EXERCISE PROMPT.
Translate this sentence from the passage on why clowns seem scary into Spanish: "But most clowns aren’t trying to be odd."

EXTRACT.
The History and Psychology of Clowns Being Scary

de bene esse: literally, of well-being, morally acceptable but subject to future validation or exception


There’s a word— albeit one not recognized by the Oxford English Dictionary or any psychology manual— for the excessive fear of clowns: Coulrophobia.


Not a lot of people actually suffer from a debilitating phobia of clowns; a lot more people, however, just don’t like them. Do a Google search for “I hate clowns” and the first hit is ihateclowns.com, a forum for clown-haters that also offers vanity @ihateclowns.com emails. One “I Hate Clowns” Facebook page has just under 480,000 likes. Some circuses have held workshops to help visitors get over their fear of clowns by letting them watch performers transform into their clown persona. In Sarasota, Florida, in 2006, communal loathing for clowns took a criminal turn when dozens of fiberglass clown statues—part of a public art exhibition called "Clowning Around Town" and a nod to the city’s history as a winter haven for traveling circuses—were defaced, their limbs broken, heads lopped off, spray-painted; two were abducted and we can only guess at their sad fates.
Even the people who are supposed to like clowns—children—supposedly don’t. In 2008, a widely reported University of Sheffield, England, survey of 250 children between the ages of four and 16 found that most of the children disliked and even feared images of clowns. The BBC’s report on the study featured a child psychologist who broadly declared, “Very few children like clowns. They are unfamiliar and come from a different era. They don't look funny, they just look odd.”
But most clowns aren’t trying to be odd. They’re trying to be silly and sweet, fun personified. So the question is, when did the clown, supposedly a jolly figure of innocuous, kid-friendly entertainment, become so weighed down by fear and sadness? When did clowns become so dark?
Maybe they always have been.
Clowns, as pranksters, jesters, jokers, harlequins, and mythologized tricksters have been around for ages. They appear in most cultures—Pygmy clowns made Egyptian pharaohs laugh in 2500 BCE; in ancient imperial China, a court clown called YuSze was, according to the lore, the only guy who could poke holes in Emperor Qin Shih Huang’s plan to paint the Great Wall of China; Hopi Native Americans had a tradition of clown-like characters who interrupted serious dance rituals with ludicrous antics. Ancient Rome’s clown was a stock fool called the stupidus; the court jesters of medieval Europe were a sanctioned way for people under the feudal thumb to laugh at the guys in charge; and well into the 18th and 19th century, the prevailing clown figure of Western Europe and Britain was the pantomime clown, who was a sort of bumbling buffoon.
But clowns have always had a dark side, says David Kiser, director of talent for Ringling Bros. and Barnum & Bailey Circus. After all, these were characters who reflected a funhouse mirror back on society; academics note that their comedy was often derived from their voracious appetites for food, sex, and drink, and their manic behavior. “So in one way, the clown has always been an impish spirit… as he’s kind of grown up, he’s always been about fun, but part of that fun has been a bit of mischief,” says Kiser.
“Mischief” is one thing; homicidal urges is certainly another. What’s changed about clowns is how that darkness is manifest, argued Andrew McConnell Stott, Dean of Undergraduate Education and an English professor at the University of Buffalo, SUNY.

INFORMATION PROVIDED.
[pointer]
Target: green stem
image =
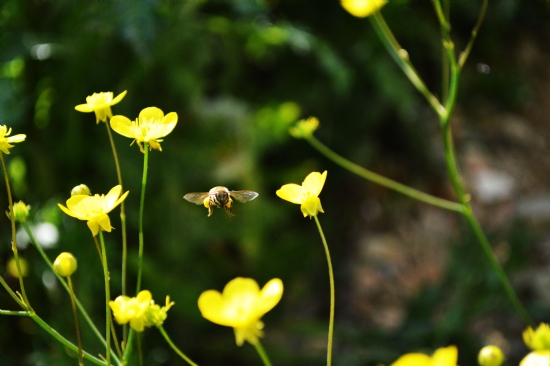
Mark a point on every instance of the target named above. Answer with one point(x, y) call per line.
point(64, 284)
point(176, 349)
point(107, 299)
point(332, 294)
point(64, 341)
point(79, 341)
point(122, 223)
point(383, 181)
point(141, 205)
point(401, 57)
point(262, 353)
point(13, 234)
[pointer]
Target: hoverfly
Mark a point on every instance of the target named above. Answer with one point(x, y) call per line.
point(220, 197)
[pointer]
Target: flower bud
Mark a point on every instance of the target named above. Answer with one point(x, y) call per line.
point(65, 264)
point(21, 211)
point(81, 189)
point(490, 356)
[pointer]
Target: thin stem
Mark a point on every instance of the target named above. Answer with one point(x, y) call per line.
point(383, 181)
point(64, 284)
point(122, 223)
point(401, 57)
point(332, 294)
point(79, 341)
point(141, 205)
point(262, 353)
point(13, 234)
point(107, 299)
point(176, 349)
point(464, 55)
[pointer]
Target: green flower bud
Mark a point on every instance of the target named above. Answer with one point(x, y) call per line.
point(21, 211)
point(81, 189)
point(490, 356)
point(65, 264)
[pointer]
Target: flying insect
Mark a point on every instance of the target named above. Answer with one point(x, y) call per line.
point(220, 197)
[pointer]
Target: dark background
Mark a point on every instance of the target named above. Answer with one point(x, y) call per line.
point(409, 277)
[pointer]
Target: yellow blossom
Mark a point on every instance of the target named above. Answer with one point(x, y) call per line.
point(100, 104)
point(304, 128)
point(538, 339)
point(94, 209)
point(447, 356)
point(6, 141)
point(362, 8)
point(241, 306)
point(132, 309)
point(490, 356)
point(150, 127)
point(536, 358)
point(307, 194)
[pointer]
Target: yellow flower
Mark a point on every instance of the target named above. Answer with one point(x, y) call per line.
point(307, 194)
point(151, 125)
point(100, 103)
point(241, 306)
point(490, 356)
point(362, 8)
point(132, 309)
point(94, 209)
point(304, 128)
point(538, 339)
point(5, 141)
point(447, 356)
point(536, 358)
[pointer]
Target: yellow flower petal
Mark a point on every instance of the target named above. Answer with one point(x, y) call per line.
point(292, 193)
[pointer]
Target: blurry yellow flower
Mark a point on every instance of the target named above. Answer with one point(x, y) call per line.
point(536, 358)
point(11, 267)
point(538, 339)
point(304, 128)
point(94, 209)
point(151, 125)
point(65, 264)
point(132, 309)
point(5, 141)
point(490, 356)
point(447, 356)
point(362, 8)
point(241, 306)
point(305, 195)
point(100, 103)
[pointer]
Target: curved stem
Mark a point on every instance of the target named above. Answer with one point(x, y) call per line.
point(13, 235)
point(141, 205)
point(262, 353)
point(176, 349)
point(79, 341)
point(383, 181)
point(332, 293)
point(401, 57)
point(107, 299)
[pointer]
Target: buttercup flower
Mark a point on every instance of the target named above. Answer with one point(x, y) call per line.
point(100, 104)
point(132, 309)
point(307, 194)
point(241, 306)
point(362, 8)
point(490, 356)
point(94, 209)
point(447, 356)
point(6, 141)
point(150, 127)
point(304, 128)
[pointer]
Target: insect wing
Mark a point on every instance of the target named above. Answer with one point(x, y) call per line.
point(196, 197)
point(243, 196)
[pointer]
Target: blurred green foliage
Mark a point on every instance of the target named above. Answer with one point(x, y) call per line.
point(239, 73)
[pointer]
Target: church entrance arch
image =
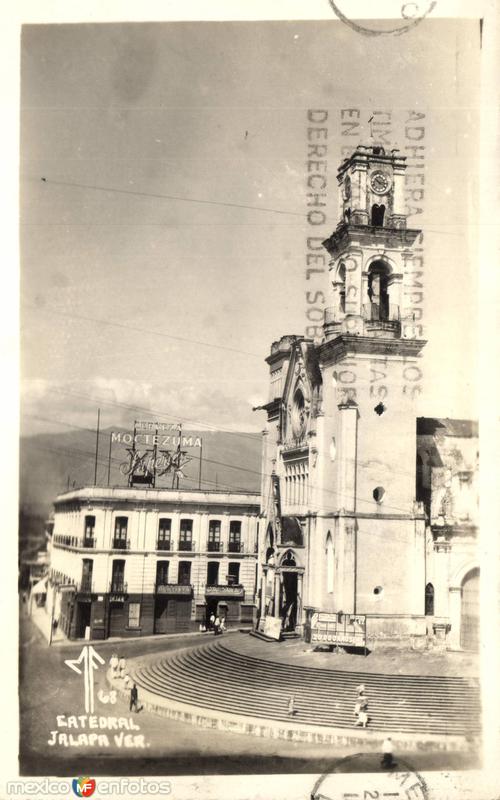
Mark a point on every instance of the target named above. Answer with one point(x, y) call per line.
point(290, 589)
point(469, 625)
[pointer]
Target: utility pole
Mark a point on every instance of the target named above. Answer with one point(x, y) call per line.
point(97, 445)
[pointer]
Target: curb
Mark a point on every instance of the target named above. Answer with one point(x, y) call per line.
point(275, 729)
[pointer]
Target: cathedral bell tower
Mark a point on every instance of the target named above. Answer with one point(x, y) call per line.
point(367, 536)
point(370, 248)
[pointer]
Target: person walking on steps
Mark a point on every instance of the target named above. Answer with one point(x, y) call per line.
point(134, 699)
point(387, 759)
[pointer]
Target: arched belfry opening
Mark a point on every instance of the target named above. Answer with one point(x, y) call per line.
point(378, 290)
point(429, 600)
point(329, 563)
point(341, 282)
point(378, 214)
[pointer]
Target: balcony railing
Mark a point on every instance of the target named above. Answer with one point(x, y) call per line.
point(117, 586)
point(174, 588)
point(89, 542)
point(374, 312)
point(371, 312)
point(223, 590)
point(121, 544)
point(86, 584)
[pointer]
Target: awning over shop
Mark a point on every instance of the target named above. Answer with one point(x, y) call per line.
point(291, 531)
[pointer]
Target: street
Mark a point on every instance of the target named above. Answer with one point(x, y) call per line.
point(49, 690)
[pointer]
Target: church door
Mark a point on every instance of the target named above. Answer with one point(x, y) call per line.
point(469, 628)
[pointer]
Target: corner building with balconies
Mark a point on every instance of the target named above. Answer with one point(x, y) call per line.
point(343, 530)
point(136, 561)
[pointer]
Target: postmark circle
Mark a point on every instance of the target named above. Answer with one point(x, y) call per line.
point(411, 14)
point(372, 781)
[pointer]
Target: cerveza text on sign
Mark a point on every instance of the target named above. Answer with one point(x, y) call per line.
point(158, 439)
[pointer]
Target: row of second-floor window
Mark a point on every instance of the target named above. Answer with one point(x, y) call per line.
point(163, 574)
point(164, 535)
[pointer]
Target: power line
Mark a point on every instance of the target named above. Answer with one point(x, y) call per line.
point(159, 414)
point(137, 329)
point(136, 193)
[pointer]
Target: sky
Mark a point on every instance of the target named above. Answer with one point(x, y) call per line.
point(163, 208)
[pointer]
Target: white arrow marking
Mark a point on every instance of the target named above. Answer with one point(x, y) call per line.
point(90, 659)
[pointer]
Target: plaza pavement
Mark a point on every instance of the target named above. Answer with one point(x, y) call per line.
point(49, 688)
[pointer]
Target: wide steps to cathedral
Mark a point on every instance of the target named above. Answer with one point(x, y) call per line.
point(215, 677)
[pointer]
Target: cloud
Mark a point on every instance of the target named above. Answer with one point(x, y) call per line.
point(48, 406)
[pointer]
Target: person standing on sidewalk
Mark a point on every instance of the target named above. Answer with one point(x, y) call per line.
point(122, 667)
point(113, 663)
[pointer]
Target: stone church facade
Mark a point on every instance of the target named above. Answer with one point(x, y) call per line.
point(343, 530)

WRITTEN ANSWER.
Pero la mayoría de los payasos no intentan ser raros.